■ **QUOTED PASSAGE**:
>>>

Est. Reading: 6 minutes

Desperate Teenage Lovedolls is a piece of shit, but that’s what it wants to be. It’s a punk film, about a punk band, doing punk things, so fuck off if you don’t like it. Like all punk, Desperate Teenage Lovedolls is a weird mixture of anger, trolling, nihilism, and earnest sincerity. As a movement, punk is a form of art rebellion with a long history that predates the 1970s. It’s an eruption of frustration that periodically emerges from the margins of civilization to challenge societal norms and mainstream culture. It’s a loose affiliation of outcasts who find solidarity in their pissed-off rejection of almost everything.

Desperate Teenage Lovedolls is a product of this attitude. Dave Markey wrote it, directed it, filmed it, edited it, produced it, and promoted it. I can’t imagine that it was very difficult. He got himself a cheap 8mm camera and just started shooting. Cavalier or not, the film has a very particular sense of humor that outlines a unique worldview. Markey would probably laugh at me for taking any of it seriously, but adolescent or not, punk constitutes an important re-emerging movement that helps bring about change.

Markey comes out of the hardcore scene. He worked with bands like Black Flag, The Meat Puppets, and The Circle Jerks, bands that fueled my own early college days of rebellion and so have a special place in my heart. Songs like The Circle Jerks’ I Don’t Care, which is simply a list of all the things they don’t care about, are equal parts liberating and infuriating. As a piece of low-fi rebellion, Desperate Teenage Lovedolls has a lot in common with John Waters' films. Both Markey and Waters were dedicated to making trashy films that impugned everyone and everything. If it makes any sense, I think Waters was more serious about what he was doing. There are more layers and thought that go into a Waters film, whereas Markey is mostly having a good time. It was people like Waters who laid the groundwork for people like Markey.

<<<

■ **PROMPT A**:
Could you copy the listing word for word, starting at its first line and stopping after the line that contains "[106,309,597,436]"?

(The listing)
>>>

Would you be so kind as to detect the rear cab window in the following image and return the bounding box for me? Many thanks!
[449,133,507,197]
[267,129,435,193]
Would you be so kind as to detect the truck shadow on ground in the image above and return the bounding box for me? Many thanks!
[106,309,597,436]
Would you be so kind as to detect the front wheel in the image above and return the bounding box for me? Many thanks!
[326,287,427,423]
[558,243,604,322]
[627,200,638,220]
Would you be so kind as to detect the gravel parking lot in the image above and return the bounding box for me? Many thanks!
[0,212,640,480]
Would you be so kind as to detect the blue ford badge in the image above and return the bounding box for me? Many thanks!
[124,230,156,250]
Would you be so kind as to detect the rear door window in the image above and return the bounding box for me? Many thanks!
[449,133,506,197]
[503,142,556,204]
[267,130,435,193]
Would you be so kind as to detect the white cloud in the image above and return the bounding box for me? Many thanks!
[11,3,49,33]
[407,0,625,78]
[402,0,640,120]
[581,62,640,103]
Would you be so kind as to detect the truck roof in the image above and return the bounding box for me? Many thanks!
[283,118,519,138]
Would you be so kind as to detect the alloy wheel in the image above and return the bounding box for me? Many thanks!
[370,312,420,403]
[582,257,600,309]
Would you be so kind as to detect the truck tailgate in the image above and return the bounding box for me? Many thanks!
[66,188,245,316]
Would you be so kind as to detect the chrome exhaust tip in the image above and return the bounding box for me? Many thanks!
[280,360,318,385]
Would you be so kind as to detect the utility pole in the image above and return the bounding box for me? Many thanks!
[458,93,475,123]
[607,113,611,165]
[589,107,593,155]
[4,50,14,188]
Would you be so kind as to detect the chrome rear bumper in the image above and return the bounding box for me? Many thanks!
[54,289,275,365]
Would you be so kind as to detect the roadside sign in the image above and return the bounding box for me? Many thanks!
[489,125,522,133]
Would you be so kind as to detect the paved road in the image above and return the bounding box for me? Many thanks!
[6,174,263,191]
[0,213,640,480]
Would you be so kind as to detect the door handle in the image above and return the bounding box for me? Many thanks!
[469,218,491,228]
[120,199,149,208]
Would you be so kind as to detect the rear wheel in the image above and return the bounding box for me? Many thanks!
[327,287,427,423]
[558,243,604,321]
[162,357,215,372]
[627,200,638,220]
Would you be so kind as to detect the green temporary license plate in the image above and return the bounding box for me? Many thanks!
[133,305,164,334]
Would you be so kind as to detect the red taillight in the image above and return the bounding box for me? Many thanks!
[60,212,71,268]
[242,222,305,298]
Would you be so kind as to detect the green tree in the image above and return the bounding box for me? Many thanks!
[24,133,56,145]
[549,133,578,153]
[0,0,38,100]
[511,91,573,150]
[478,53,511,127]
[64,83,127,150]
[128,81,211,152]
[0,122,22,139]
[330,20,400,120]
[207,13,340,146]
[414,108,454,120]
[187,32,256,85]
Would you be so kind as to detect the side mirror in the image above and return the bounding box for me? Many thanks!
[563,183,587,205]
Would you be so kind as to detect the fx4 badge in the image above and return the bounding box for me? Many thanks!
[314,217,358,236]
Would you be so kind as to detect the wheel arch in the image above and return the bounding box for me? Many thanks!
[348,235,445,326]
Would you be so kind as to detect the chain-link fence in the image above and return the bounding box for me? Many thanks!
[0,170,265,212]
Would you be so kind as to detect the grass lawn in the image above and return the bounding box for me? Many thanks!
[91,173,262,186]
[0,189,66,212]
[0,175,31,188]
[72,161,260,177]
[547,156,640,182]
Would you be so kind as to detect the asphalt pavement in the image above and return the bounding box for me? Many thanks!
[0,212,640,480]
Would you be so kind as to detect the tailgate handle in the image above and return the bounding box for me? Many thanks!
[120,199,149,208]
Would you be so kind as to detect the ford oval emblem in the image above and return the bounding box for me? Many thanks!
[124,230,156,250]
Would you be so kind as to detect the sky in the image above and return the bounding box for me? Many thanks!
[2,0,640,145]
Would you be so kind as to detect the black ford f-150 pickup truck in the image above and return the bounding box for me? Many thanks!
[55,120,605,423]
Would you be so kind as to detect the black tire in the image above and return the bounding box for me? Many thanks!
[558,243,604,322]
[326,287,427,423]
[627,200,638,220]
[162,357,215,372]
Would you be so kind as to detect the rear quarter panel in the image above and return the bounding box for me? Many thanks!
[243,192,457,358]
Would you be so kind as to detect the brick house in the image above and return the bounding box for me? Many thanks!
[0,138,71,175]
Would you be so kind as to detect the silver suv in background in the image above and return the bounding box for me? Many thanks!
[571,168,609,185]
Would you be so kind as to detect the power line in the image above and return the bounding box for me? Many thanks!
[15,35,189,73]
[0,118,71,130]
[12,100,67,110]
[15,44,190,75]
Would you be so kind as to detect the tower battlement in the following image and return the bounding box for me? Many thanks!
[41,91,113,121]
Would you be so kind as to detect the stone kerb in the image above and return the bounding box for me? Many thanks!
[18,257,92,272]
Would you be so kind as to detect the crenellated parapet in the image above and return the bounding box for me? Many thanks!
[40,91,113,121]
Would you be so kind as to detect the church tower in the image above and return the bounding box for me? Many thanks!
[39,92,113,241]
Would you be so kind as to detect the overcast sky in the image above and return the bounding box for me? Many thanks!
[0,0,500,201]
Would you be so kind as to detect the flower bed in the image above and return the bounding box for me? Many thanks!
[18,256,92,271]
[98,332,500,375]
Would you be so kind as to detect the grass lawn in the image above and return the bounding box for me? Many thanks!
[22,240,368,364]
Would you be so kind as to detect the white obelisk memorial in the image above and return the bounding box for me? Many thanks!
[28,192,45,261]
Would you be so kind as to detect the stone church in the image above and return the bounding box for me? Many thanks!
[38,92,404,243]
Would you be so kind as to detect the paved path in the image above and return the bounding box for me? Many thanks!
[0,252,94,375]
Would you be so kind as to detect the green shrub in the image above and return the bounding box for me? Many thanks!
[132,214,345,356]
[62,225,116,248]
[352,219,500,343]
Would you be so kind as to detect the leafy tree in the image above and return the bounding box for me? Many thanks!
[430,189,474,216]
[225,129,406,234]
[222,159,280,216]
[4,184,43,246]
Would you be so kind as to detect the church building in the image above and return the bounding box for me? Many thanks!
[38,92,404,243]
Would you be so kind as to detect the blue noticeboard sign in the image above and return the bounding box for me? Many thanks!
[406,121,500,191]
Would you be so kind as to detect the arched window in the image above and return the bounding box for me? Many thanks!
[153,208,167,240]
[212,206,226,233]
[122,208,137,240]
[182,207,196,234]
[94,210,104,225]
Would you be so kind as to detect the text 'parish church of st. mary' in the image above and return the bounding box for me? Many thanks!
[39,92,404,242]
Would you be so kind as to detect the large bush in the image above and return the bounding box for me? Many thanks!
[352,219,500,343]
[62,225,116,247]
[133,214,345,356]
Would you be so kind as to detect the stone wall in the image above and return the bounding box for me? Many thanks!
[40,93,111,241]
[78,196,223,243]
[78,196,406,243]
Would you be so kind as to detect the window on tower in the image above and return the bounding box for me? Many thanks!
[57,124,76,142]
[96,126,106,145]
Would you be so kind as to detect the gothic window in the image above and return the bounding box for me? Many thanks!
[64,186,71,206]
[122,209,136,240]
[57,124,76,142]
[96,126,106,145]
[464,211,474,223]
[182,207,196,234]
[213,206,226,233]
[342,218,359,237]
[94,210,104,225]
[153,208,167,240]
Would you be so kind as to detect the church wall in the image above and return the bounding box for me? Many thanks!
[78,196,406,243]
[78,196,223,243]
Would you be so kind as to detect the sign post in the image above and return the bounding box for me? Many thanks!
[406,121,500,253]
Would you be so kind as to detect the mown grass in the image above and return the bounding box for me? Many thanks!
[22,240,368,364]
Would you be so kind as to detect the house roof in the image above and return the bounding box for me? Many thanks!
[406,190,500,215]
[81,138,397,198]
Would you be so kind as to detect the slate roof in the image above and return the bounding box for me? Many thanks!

<<<

■ **PROMPT B**:
Can you rewrite the film review from the words "Est. Reading: 6" through the words "of almost everything.", putting "popular culture" in place of "mainstream culture"?

■ **REPLY A**:
Would you be so kind as to detect the rear cab window in the following image and return the bounding box for me? Many thanks!
[449,133,507,197]
[267,129,435,193]
Would you be so kind as to detect the truck shadow on ground in the image above and return the bounding box for me? Many thanks!
[106,309,597,436]

■ **REPLY B**:
Est. Reading: 6 minutes

Desperate Teenage Lovedolls is a piece of shit, but that’s what it wants to be. It’s a punk film, about a punk band, doing punk things, so fuck off if you don’t like it. Like all punk, Desperate Teenage Lovedolls is a weird mixture of anger, trolling, nihilism, and earnest sincerity. As a movement, punk is a form of art rebellion with a long history that predates the 1970s. It’s an eruption of frustration that periodically emerges from the margins of civilization to challenge societal norms and popular culture. It’s a loose affiliation of outcasts who find solidarity in their pissed-off rejection of almost everything.